• _THE EXERCISE_: Reproduce all of the data below line for line, with no changes.

# # #

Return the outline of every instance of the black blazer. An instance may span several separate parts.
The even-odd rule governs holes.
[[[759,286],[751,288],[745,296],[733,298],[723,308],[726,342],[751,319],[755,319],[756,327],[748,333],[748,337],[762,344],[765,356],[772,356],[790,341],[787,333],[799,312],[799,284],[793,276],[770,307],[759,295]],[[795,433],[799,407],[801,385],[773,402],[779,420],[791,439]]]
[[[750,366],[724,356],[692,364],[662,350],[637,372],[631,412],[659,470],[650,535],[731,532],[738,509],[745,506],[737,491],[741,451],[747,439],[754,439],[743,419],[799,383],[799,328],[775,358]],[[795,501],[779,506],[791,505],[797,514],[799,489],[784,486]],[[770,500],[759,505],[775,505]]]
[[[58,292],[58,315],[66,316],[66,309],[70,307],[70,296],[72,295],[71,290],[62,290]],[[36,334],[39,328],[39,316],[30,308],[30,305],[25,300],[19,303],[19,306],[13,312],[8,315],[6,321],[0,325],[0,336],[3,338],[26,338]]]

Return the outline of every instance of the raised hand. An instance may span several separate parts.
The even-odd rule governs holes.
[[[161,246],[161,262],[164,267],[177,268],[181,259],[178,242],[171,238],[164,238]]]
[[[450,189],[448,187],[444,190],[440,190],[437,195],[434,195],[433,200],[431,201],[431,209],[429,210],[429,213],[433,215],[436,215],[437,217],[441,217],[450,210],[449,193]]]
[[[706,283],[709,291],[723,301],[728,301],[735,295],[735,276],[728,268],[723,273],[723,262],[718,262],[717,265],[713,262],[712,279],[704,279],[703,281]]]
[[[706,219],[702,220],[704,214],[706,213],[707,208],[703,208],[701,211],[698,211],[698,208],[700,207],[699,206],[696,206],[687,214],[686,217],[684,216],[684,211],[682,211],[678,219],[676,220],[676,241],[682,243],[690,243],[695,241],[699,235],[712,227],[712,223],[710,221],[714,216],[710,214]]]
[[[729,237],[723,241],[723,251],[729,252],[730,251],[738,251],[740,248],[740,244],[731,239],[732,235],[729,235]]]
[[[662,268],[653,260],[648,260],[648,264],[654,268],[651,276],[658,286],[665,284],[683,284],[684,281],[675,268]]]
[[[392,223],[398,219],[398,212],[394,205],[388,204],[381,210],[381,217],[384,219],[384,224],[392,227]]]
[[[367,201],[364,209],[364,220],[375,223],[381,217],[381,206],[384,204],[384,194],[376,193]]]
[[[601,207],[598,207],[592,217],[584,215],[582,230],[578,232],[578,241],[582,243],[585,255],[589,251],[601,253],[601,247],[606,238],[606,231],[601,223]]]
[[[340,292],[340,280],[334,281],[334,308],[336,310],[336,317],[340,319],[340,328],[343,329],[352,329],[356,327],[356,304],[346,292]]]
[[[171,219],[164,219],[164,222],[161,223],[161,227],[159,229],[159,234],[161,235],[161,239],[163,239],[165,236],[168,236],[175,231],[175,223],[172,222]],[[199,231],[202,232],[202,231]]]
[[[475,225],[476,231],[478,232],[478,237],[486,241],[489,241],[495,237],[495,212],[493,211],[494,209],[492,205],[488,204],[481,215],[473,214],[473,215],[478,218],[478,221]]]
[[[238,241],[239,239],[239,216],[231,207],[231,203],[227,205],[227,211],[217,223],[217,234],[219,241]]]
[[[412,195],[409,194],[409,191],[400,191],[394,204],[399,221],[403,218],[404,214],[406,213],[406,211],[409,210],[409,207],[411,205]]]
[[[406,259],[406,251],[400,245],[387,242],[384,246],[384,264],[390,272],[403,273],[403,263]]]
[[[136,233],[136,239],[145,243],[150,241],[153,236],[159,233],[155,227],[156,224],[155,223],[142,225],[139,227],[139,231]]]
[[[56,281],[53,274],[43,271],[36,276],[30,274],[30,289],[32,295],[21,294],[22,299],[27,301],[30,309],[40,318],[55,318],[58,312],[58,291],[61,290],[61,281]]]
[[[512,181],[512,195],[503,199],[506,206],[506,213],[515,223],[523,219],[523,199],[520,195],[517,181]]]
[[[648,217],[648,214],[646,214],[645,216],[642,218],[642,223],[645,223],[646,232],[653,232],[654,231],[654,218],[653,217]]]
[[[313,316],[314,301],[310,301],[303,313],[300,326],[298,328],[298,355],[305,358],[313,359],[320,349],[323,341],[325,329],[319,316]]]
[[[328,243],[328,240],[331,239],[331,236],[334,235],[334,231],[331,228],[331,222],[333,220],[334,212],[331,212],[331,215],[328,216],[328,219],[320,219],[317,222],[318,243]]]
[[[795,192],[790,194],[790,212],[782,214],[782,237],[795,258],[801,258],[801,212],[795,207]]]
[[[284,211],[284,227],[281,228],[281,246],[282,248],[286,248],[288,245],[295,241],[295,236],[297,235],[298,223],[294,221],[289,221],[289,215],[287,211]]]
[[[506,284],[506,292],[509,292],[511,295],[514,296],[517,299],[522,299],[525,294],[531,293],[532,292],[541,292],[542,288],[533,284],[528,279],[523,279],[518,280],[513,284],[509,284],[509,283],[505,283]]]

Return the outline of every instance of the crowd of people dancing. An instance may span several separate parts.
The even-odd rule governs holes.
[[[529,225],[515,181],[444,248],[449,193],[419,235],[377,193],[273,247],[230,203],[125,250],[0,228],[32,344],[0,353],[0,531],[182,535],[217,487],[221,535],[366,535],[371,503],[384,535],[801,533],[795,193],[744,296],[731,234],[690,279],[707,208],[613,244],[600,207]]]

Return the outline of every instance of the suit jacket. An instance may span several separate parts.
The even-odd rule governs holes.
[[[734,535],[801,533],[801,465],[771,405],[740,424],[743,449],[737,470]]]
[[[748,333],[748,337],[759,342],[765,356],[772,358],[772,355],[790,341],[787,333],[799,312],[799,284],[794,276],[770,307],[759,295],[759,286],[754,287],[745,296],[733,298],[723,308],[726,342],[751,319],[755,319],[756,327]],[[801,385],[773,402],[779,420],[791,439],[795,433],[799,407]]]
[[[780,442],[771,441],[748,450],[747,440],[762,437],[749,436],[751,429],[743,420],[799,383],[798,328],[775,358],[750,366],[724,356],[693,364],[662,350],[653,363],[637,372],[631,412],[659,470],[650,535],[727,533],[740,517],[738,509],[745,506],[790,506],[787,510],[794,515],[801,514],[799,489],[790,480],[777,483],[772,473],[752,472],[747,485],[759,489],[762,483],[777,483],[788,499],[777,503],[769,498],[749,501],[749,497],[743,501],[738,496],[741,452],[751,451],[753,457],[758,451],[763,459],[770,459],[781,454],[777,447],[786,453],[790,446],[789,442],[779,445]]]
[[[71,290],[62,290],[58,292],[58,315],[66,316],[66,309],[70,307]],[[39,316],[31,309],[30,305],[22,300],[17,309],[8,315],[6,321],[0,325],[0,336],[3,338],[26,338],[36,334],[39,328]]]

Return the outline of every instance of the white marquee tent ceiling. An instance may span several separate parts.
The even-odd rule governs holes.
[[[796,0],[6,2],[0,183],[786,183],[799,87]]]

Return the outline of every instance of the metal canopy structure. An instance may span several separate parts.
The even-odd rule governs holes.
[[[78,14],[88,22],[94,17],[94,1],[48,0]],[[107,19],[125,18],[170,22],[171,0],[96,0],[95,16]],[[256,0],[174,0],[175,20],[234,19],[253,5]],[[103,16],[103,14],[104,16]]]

# # #

• _RESULT OF THE EXERCISE_:
Return the outline of every instance of the black blazer. An instance may span several separate parts.
The even-odd rule governs holes.
[[[759,286],[751,288],[745,296],[733,298],[723,308],[726,342],[751,319],[755,319],[756,327],[748,333],[748,337],[762,344],[765,356],[772,356],[790,341],[787,333],[799,312],[799,284],[793,276],[770,307],[759,295]],[[795,433],[799,407],[801,385],[773,402],[779,420],[791,439]]]
[[[750,366],[724,356],[692,364],[662,350],[637,372],[631,412],[659,470],[650,535],[731,532],[738,509],[745,506],[737,491],[741,451],[747,439],[754,439],[743,419],[799,383],[799,328],[775,358]],[[795,501],[779,506],[791,505],[797,514],[799,489],[784,486]],[[770,500],[759,505],[775,505]]]
[[[58,292],[58,315],[66,316],[66,309],[70,307],[70,296],[72,295],[71,290],[62,290]],[[36,334],[39,328],[39,316],[30,308],[30,305],[25,300],[19,303],[19,306],[13,312],[8,315],[6,321],[0,325],[0,336],[3,338],[26,338]]]

Return the outline of every instance of the raised hand. An instance may span several separate parts.
The even-odd rule governs holes.
[[[161,246],[161,262],[164,267],[177,268],[181,259],[178,242],[171,238],[164,238]]]
[[[450,189],[448,187],[444,190],[440,190],[437,195],[434,195],[433,200],[431,201],[431,209],[429,210],[429,213],[433,215],[436,215],[437,217],[441,217],[450,210],[449,193]]]
[[[706,283],[709,291],[723,301],[728,301],[735,295],[735,276],[728,268],[723,273],[723,262],[718,262],[717,265],[713,262],[712,279],[704,279],[703,281]]]
[[[706,219],[702,220],[704,214],[706,213],[707,208],[703,208],[701,211],[698,211],[698,208],[700,207],[699,206],[696,206],[687,214],[686,217],[684,216],[684,211],[682,211],[678,219],[676,220],[676,241],[682,243],[690,243],[695,241],[699,235],[712,227],[712,223],[710,221],[714,216],[710,214]]]
[[[729,237],[723,241],[723,251],[729,252],[730,251],[738,251],[740,248],[740,244],[731,239],[732,235],[729,235]]]
[[[662,268],[653,260],[648,260],[648,264],[654,268],[651,276],[658,286],[665,284],[683,284],[684,281],[675,268]]]
[[[392,223],[398,219],[398,212],[394,205],[388,204],[381,210],[381,217],[384,219],[384,224],[392,227]]]
[[[367,201],[364,209],[364,220],[375,223],[381,217],[381,206],[384,204],[384,194],[376,193]]]
[[[601,207],[598,207],[592,217],[584,215],[582,230],[578,232],[578,241],[582,243],[585,255],[589,251],[601,253],[601,247],[606,238],[606,231],[601,223]]]
[[[340,292],[340,280],[334,281],[334,308],[336,310],[336,317],[340,319],[340,328],[343,329],[352,329],[356,327],[356,304],[346,292]]]
[[[171,219],[164,219],[164,222],[161,223],[161,227],[159,229],[159,234],[161,235],[161,239],[163,239],[165,236],[168,236],[175,231],[175,223],[172,222]],[[199,231],[202,232],[202,231]]]
[[[475,225],[476,231],[478,232],[478,237],[486,241],[489,241],[495,237],[495,212],[493,211],[494,209],[492,205],[488,204],[481,215],[473,214],[473,215],[478,218],[478,221]]]
[[[238,241],[239,239],[239,216],[231,207],[231,203],[227,205],[227,211],[217,223],[217,234],[219,241]]]
[[[412,195],[409,194],[409,191],[400,191],[394,204],[399,221],[403,218],[404,214],[406,213],[406,211],[409,210],[409,207],[411,205]]]
[[[406,259],[406,251],[400,245],[387,242],[384,246],[384,264],[390,272],[403,273],[403,263]]]
[[[136,233],[136,239],[145,243],[150,241],[153,236],[159,233],[155,227],[156,224],[155,223],[142,225],[139,227],[139,231]]]
[[[56,281],[53,274],[43,271],[36,276],[30,274],[30,289],[32,295],[21,294],[22,299],[27,301],[30,309],[40,318],[55,318],[58,312],[58,291],[61,290],[61,281]]]
[[[512,181],[512,195],[503,199],[506,206],[506,213],[515,223],[523,219],[523,199],[520,195],[517,181]]]
[[[648,217],[648,214],[646,214],[645,216],[642,218],[642,223],[645,223],[646,232],[653,232],[654,231],[654,218],[653,217]]]
[[[313,316],[314,301],[310,301],[303,313],[300,326],[298,328],[298,355],[305,358],[313,359],[320,349],[323,341],[325,329],[319,316]]]
[[[328,243],[328,240],[331,239],[331,236],[334,235],[334,231],[331,228],[331,222],[333,220],[334,212],[331,212],[331,215],[328,216],[328,219],[320,219],[317,222],[318,243]]]
[[[795,192],[790,194],[790,212],[782,214],[782,237],[795,258],[801,258],[801,212],[795,207]]]
[[[284,211],[284,227],[281,228],[281,246],[282,248],[286,248],[288,245],[295,241],[295,236],[297,235],[298,223],[294,221],[289,221],[289,215],[287,211]]]
[[[506,284],[506,292],[509,292],[511,295],[514,296],[517,299],[522,299],[525,294],[531,293],[532,292],[541,292],[542,288],[533,284],[528,279],[523,279],[518,280],[513,284],[509,284],[509,283],[505,283]]]

Return the outline of every instance of the crowd of people dancing. An instance may span several separate parts.
The even-odd rule governs holes.
[[[529,225],[515,181],[444,248],[449,193],[419,235],[377,193],[273,247],[230,203],[125,250],[0,228],[32,344],[0,353],[0,531],[182,535],[217,487],[221,535],[366,535],[371,503],[384,535],[801,533],[795,193],[744,296],[731,234],[690,279],[707,208],[613,244],[600,207]]]

Return the outline of every instance of the suit jacket. An instance may span several separate parts.
The even-odd rule governs holes.
[[[734,535],[801,533],[801,465],[771,405],[740,424],[743,449],[737,470]]]
[[[748,333],[748,337],[759,342],[765,356],[772,358],[772,355],[790,341],[787,333],[799,312],[799,284],[794,276],[770,307],[759,295],[759,286],[754,287],[745,296],[733,298],[723,308],[726,342],[751,319],[755,319],[756,327]],[[801,385],[773,402],[779,420],[791,439],[795,433],[799,407]]]
[[[780,442],[771,441],[748,450],[747,440],[762,437],[749,436],[751,429],[743,420],[799,383],[798,328],[775,358],[750,366],[724,356],[693,364],[662,350],[653,363],[637,372],[631,412],[659,470],[650,535],[727,533],[740,517],[738,509],[745,506],[790,506],[787,510],[794,515],[801,514],[799,489],[790,480],[777,483],[772,473],[752,472],[747,485],[759,489],[762,483],[777,483],[788,499],[777,503],[769,498],[749,501],[749,497],[743,501],[738,496],[741,452],[751,451],[753,457],[758,451],[763,459],[770,459],[781,454],[777,447],[786,453],[790,446],[789,442],[779,445]]]
[[[71,290],[62,290],[58,292],[58,315],[66,316],[66,309],[70,307]],[[39,316],[31,309],[30,305],[22,300],[17,309],[8,315],[6,321],[0,325],[0,336],[3,338],[26,338],[36,334],[39,328]]]

Return the outline of every instance of the white marquee tent ceiling. An instance may span several separate parts.
The even-odd rule governs holes.
[[[796,0],[6,2],[0,183],[786,183],[799,87]]]

Return the outline of every instance of the metal canopy structure. An instance may span several separate parts.
The even-odd rule governs holes.
[[[78,14],[88,22],[94,17],[94,1],[48,0]],[[107,19],[125,18],[170,22],[171,0],[96,0],[95,16]],[[256,0],[174,0],[175,20],[234,19],[253,5]],[[103,16],[103,14],[104,16]]]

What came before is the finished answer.